THE PROBLEM
Locate each line among the entries below that holds the word "ground" and copy those lines.

═══ TASK DATA ═══

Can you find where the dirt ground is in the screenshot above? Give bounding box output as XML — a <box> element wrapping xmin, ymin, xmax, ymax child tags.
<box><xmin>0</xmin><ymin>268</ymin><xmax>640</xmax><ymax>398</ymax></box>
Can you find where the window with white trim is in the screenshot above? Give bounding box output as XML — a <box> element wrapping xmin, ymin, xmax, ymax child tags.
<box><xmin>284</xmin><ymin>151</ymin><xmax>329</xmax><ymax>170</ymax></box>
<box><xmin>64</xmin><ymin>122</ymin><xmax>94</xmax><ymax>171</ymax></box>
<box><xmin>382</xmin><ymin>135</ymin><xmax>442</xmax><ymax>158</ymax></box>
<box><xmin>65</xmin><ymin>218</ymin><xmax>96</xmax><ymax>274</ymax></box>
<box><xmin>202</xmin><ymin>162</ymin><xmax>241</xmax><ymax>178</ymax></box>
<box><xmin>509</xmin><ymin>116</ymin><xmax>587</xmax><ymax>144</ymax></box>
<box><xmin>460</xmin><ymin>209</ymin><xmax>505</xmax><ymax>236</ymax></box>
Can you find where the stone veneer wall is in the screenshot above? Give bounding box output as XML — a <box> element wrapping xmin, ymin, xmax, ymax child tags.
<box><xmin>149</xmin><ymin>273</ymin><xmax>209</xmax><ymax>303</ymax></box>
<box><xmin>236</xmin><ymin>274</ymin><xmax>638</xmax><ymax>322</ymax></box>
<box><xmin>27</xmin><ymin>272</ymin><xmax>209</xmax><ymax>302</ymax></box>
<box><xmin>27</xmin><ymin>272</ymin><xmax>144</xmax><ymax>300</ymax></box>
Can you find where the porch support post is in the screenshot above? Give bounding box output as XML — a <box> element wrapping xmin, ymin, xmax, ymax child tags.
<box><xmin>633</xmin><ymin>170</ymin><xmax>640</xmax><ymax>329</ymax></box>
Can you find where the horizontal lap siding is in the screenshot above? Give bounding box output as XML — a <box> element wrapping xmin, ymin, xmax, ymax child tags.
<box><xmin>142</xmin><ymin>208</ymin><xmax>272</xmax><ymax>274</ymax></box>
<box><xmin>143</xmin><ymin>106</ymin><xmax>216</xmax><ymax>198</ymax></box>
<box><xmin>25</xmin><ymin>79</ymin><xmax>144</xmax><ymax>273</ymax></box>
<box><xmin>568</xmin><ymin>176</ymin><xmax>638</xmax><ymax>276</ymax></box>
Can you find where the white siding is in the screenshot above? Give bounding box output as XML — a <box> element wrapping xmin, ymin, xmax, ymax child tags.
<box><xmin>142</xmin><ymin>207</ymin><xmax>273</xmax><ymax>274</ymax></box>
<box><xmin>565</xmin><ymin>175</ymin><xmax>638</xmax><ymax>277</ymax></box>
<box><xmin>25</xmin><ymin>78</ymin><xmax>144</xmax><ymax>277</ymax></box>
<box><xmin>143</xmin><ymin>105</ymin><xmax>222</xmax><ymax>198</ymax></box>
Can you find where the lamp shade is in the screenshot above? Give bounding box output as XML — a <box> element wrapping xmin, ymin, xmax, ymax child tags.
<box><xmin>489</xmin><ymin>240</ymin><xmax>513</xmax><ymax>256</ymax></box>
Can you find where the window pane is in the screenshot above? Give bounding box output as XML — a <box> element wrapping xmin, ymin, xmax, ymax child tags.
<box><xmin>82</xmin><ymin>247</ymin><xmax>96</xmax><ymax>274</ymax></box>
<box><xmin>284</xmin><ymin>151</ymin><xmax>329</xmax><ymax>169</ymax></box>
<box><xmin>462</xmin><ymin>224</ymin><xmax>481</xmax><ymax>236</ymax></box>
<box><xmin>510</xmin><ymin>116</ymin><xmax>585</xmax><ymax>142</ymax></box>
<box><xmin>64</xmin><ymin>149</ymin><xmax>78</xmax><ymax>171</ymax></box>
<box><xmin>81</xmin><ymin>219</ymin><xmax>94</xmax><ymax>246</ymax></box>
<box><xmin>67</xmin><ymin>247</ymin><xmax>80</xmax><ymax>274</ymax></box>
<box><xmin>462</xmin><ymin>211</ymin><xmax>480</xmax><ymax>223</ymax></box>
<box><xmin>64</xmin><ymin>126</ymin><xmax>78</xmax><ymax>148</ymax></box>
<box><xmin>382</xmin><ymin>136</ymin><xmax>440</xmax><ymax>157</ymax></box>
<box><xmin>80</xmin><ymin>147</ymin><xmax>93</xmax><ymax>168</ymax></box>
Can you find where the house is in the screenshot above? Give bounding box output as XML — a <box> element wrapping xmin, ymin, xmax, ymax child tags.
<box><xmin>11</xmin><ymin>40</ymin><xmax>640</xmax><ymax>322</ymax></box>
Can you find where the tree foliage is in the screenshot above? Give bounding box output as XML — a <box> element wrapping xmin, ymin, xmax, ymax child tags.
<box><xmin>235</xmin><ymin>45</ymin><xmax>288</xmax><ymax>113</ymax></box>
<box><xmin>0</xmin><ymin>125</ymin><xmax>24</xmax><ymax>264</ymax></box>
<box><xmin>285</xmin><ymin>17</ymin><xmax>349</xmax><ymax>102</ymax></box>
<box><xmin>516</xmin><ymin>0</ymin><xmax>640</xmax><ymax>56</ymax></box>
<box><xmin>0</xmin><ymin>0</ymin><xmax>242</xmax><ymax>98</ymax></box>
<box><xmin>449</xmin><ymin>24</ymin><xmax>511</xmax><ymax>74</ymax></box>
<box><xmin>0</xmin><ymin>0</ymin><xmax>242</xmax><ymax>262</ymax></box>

═══
═══ TASK DATA ═══

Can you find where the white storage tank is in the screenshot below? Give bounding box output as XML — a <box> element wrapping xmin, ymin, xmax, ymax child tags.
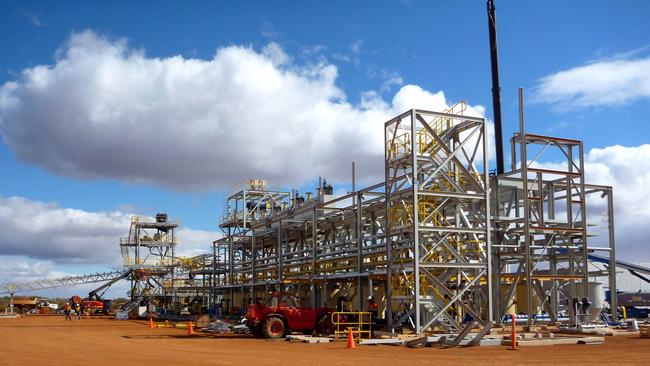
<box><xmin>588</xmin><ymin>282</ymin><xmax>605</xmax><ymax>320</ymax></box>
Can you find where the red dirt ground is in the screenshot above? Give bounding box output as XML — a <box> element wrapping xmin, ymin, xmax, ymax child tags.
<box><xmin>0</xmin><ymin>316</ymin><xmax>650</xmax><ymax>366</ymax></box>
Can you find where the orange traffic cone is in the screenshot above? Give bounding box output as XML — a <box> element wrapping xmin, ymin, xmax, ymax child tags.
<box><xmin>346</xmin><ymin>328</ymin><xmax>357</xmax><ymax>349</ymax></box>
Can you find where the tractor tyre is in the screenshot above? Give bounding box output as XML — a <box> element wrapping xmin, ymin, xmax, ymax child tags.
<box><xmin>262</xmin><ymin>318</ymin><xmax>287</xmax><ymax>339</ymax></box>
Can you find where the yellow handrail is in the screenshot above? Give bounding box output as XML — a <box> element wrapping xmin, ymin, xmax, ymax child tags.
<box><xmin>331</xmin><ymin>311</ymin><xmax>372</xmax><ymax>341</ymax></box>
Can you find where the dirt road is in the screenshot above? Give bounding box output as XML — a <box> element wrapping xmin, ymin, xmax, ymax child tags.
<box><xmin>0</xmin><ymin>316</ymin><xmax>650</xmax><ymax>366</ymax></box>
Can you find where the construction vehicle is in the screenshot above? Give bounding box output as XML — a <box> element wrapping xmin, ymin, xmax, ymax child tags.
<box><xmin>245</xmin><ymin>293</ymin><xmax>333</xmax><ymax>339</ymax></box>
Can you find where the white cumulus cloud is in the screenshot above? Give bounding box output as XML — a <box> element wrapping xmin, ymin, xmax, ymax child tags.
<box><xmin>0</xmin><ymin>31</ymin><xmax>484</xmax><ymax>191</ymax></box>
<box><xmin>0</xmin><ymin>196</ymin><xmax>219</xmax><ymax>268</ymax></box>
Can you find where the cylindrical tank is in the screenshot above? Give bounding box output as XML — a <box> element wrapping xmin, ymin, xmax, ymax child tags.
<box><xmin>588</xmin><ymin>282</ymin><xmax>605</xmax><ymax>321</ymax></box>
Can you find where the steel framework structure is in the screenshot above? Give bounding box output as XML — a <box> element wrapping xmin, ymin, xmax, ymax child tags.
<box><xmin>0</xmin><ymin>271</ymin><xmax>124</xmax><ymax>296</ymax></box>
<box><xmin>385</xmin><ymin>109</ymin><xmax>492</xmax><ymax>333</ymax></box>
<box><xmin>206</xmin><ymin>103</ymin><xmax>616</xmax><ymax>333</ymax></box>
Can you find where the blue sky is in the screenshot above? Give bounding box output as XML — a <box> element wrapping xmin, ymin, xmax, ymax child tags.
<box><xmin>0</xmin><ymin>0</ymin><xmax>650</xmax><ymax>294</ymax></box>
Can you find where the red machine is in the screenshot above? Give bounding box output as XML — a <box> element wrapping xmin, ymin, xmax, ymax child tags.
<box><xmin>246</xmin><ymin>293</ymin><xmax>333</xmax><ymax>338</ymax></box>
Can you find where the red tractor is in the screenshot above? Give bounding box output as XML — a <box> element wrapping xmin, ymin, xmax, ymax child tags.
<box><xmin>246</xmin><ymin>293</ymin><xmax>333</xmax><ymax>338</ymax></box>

═══

EXERCISE SOLUTION
Can you find where the dirt ground is in the screenshot above? Give bounding box output as XML — a <box> element wrapping xmin, ymin, xmax, ymax child tags.
Can you find where the red dirt ground is in the screenshot above? Give bounding box output as XML — a <box> element wrapping xmin, ymin, xmax, ymax child tags.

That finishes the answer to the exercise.